Ecobiz.asia — Pasar karbon sukarela (voluntary carbon market/VCM) sektor kehutanan dinilai memiliki peran penting dalam mendukung pembiayaan aksi iklim.
Namun, tantangan integritas dan kebutuhan metodologi yang kuat masih menjadi pekerjaan rumah utama.
Direktur Eksekutif Indonesia Research Institute for Decarbonization (IRID), Moekti Handajani Soejachmoen menjelaskan VCM memungkinkan pelaku usaha, individu, atau lembaga membeli kredit karbon secara sukarela untuk mengimbangi emisi gas rumah kaca (GRK) yang mereka hasilkan.
Baca juga: Biochar Berpotensi Hasilkan Kredit Karbon, Wamen LH Dorong Ekspansi ke Pasar Internasional
Kredit ini diperoleh dari proyek-proyek berbasis kehutanan seperti konservasi hutan, reforestasi, aforestasi, dan penghindaran deforestasi (avoided deforestation), dan setiap unitnya mewakili satu ton CO₂ ekuivalen.
“Meski sukarela, permintaan terhadap kredit dari VCM meningkat karena dorongan dari investor dan konsumen yang makin memperhatikan jejak karbon produk serta komitmen perusahaan terhadap net zero emission,” jelas Kuki, panggilan Moekti Handajani pada diskusi FOLU Talks, Rabu (9/7/2025).

Item anotasi wilayah
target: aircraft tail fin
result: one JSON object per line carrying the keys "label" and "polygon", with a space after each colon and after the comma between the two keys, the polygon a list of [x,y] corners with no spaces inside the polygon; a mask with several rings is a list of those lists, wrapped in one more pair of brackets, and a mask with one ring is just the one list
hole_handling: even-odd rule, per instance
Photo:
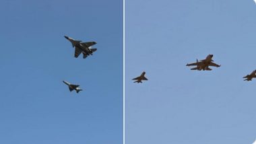
{"label": "aircraft tail fin", "polygon": [[197,70],[197,67],[194,67],[194,68],[192,68],[192,69],[190,69],[191,70]]}
{"label": "aircraft tail fin", "polygon": [[142,83],[142,81],[137,80],[137,81],[134,81],[133,83]]}
{"label": "aircraft tail fin", "polygon": [[83,55],[84,55],[83,58],[86,59],[87,57],[87,54],[83,53]]}
{"label": "aircraft tail fin", "polygon": [[210,69],[209,67],[206,67],[206,68],[205,68],[205,70],[206,70],[206,71],[212,71],[212,69]]}
{"label": "aircraft tail fin", "polygon": [[80,91],[82,91],[83,89],[75,89],[75,91],[76,91],[76,93],[79,93],[79,92],[80,92]]}
{"label": "aircraft tail fin", "polygon": [[92,52],[95,52],[96,50],[97,50],[97,48],[91,48],[91,50],[92,50]]}

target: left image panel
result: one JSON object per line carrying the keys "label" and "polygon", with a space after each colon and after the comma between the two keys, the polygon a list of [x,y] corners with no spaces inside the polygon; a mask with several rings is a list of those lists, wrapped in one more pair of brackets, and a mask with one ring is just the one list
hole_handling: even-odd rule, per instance
{"label": "left image panel", "polygon": [[122,143],[123,1],[0,3],[0,143]]}

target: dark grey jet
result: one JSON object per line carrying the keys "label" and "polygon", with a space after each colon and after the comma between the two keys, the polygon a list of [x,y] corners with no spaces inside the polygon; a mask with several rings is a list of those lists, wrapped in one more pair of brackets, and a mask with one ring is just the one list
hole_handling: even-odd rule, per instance
{"label": "dark grey jet", "polygon": [[86,59],[87,56],[92,55],[92,53],[97,50],[97,48],[92,48],[92,46],[96,44],[96,42],[82,42],[82,40],[75,40],[66,36],[64,37],[71,42],[73,47],[75,47],[75,58],[78,57],[81,53],[83,53],[83,57],[84,59]]}
{"label": "dark grey jet", "polygon": [[251,72],[250,75],[247,75],[245,77],[243,77],[243,78],[245,79],[244,81],[251,81],[253,78],[256,77],[256,70]]}
{"label": "dark grey jet", "polygon": [[146,72],[142,72],[141,75],[140,76],[133,79],[133,80],[137,80],[134,81],[133,83],[142,83],[142,80],[148,80],[148,79],[145,77]]}
{"label": "dark grey jet", "polygon": [[193,67],[191,69],[191,70],[198,70],[198,71],[211,71],[212,69],[209,68],[210,66],[219,67],[220,65],[217,65],[213,63],[214,60],[212,60],[212,57],[214,55],[209,55],[206,57],[205,59],[203,59],[201,61],[198,61],[197,59],[197,62],[194,63],[187,64],[186,66],[197,66],[196,67]]}
{"label": "dark grey jet", "polygon": [[70,92],[72,92],[73,90],[75,90],[76,93],[79,93],[79,92],[83,90],[83,89],[80,89],[79,87],[78,87],[79,86],[79,85],[71,84],[70,83],[65,81],[63,81],[63,83],[65,83],[65,84],[66,84],[66,85],[67,85],[67,86],[69,86]]}

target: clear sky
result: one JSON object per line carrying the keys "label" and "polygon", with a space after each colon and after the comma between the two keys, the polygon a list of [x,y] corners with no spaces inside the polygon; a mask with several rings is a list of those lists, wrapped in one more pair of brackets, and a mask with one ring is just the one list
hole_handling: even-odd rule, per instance
{"label": "clear sky", "polygon": [[[256,138],[253,0],[125,2],[126,144],[241,144]],[[213,54],[219,68],[185,66]],[[145,71],[143,83],[131,80]]]}
{"label": "clear sky", "polygon": [[[123,1],[3,0],[0,17],[0,143],[121,143]],[[75,59],[64,35],[98,50]]]}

## [PERMINTAAN TERTULIS]
Tuliskan ulang tanpa perubahan bagian dari teks tentang pasar karbon sukarela sektor kehutanan di atas, mulai dari "Direktur Eksekutif Indonesia" dan berakhir pada "ton CO₂ ekuivalen.".

## [JAWABAN]
Direktur Eksekutif Indonesia Research Institute for Decarbonization (IRID), Moekti Handajani Soejachmoen menjelaskan VCM memungkinkan pelaku usaha, individu, atau lembaga membeli kredit karbon secara sukarela untuk mengimbangi emisi gas rumah kaca (GRK) yang mereka hasilkan.
Baca juga: Biochar Berpotensi Hasilkan Kredit Karbon, Wamen LH Dorong Ekspansi ke Pasar Internasional
Kredit ini diperoleh dari proyek-proyek berbasis kehutanan seperti konservasi hutan, reforestasi, aforestasi, dan penghindaran deforestasi (avoided deforestation), dan setiap unitnya mewakili satu ton CO₂ ekuivalen.